[Aim] Pick out every line of the items below that contains the word "table", and copy each such line in full. Match case exactly.

[Excerpted data]
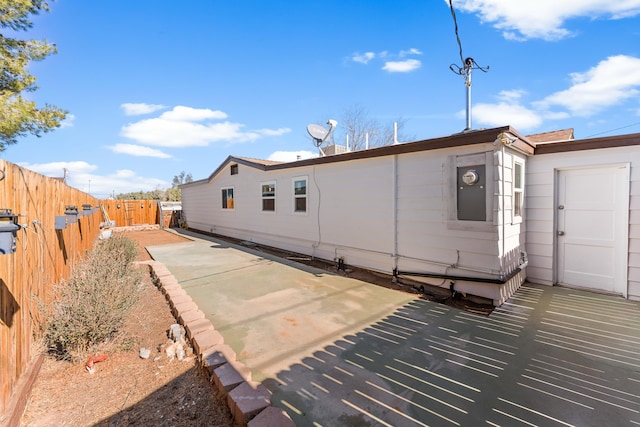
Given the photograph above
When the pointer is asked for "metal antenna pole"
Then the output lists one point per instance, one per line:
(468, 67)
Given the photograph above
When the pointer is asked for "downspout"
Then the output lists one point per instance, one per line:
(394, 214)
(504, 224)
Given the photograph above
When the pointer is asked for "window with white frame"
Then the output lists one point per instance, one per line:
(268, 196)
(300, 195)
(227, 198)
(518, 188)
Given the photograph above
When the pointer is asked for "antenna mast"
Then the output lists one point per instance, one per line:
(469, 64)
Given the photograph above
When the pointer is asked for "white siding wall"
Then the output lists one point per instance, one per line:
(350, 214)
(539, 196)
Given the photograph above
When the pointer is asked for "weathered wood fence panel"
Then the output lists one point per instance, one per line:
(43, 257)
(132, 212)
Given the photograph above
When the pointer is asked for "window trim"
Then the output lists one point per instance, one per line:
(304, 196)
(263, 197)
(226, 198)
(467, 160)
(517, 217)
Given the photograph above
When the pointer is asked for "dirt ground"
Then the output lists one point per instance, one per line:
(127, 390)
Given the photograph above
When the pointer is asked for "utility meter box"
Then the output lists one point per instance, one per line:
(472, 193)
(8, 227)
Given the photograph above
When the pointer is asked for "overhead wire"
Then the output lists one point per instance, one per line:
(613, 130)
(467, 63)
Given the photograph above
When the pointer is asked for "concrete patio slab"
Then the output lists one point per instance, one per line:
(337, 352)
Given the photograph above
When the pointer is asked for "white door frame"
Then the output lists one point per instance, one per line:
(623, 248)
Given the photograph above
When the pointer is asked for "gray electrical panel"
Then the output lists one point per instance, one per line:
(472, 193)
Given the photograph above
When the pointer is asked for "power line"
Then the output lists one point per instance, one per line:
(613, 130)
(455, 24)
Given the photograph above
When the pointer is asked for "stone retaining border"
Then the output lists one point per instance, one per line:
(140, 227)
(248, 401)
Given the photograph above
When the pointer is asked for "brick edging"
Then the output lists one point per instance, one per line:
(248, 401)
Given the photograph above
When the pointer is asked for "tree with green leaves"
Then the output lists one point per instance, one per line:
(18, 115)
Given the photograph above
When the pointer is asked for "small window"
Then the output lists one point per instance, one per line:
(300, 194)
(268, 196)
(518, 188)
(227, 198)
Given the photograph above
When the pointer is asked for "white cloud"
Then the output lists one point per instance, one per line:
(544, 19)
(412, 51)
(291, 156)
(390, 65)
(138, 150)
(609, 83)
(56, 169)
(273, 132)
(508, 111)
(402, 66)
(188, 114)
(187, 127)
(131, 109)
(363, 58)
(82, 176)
...
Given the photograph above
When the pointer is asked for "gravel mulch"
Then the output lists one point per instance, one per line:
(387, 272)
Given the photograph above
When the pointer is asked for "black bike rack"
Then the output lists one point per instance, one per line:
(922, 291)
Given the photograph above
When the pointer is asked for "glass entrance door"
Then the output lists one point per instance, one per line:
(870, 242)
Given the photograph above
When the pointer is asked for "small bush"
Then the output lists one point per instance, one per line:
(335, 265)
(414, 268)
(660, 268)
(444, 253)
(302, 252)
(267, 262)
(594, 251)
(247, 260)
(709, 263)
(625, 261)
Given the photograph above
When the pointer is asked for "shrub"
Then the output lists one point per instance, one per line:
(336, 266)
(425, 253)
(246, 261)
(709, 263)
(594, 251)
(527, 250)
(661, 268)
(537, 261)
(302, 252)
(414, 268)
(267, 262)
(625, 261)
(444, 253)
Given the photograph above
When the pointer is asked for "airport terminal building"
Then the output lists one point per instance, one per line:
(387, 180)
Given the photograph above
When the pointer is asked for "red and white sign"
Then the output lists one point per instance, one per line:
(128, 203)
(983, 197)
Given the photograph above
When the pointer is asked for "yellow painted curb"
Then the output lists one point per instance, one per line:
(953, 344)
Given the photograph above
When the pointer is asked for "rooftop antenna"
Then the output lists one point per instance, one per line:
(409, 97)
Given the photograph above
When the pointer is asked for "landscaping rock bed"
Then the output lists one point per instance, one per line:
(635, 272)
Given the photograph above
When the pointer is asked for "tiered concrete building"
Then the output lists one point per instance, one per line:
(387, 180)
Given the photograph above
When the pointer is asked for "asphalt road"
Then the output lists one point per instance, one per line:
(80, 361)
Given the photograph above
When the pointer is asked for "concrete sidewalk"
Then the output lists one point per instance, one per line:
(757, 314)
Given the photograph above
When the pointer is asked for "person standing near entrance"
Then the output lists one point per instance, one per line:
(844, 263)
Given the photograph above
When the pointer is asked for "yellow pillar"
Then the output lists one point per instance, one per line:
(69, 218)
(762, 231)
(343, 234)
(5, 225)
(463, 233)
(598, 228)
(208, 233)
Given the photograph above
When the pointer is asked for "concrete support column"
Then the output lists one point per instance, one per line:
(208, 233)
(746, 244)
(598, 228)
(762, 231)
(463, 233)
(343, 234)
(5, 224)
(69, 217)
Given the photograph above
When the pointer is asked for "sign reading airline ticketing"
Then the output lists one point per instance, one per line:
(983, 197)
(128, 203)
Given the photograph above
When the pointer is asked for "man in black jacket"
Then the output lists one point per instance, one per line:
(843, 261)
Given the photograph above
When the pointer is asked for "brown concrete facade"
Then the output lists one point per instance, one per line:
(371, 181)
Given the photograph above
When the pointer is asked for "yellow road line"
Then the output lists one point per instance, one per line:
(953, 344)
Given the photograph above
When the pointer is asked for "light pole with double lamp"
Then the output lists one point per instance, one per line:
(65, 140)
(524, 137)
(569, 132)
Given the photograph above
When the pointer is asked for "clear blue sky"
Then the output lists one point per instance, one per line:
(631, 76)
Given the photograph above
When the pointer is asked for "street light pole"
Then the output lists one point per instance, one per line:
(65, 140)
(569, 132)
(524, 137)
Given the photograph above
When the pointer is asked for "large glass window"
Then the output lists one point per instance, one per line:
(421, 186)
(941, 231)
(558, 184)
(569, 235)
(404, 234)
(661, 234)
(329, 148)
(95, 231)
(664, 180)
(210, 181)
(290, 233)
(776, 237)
* * *
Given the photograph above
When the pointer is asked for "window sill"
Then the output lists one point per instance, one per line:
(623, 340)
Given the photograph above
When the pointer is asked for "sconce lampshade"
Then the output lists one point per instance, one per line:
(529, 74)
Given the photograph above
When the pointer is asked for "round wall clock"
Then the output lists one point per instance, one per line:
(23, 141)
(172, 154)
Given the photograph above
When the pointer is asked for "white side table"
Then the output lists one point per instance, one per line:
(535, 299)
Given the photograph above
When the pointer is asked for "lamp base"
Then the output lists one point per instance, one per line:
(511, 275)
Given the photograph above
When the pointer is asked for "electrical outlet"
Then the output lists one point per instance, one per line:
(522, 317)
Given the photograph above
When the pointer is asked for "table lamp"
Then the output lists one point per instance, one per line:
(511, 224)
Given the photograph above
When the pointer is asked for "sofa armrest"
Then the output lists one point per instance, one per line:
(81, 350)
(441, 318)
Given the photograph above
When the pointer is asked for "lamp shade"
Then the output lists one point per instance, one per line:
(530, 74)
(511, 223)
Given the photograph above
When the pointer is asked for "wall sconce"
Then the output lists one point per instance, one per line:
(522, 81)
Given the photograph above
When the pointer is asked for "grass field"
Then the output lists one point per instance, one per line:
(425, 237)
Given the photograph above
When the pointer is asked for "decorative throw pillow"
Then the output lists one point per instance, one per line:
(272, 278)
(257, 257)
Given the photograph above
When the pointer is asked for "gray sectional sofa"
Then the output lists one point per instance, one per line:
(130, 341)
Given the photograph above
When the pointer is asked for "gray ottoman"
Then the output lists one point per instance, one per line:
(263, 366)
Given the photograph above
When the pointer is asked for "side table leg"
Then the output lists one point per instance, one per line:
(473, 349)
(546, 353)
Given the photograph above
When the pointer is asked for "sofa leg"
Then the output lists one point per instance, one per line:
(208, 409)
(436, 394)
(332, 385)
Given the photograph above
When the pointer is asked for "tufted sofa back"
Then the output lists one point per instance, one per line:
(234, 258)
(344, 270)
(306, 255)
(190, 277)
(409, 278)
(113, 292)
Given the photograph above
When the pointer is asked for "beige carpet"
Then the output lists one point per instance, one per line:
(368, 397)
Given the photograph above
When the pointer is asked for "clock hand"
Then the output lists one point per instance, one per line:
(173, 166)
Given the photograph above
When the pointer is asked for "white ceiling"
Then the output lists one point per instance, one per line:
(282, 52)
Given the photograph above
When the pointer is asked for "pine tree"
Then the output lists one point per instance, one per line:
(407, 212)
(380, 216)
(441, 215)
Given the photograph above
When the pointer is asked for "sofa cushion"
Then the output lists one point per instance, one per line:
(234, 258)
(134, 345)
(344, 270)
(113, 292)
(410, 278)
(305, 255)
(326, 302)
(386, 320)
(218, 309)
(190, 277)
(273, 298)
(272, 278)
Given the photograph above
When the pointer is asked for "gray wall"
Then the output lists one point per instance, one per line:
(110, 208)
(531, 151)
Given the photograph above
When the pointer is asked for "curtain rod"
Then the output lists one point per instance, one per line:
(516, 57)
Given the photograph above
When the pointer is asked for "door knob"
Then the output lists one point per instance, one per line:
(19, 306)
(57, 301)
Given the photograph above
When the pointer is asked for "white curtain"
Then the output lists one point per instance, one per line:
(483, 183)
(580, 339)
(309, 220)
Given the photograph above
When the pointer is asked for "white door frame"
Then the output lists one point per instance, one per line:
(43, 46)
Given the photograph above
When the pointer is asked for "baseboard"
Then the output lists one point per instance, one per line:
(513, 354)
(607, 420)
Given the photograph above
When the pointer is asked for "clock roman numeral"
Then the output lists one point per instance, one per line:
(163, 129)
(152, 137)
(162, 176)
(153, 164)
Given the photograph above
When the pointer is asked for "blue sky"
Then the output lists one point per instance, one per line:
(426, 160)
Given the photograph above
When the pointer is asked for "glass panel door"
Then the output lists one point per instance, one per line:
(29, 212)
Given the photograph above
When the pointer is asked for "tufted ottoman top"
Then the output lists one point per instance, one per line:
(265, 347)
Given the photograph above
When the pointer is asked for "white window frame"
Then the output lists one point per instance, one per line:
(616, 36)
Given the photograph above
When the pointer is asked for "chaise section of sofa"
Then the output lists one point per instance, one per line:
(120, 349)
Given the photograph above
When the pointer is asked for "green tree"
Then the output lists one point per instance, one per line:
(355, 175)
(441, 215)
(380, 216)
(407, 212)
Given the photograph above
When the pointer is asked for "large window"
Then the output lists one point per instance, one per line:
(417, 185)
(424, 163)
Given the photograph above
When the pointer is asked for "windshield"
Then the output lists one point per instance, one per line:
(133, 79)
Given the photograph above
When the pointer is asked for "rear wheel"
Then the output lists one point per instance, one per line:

[Task output]
When the pointer is asked for "white side table"
When the pointer is asked for "table lamp"
When the pointer is asked for "side table leg"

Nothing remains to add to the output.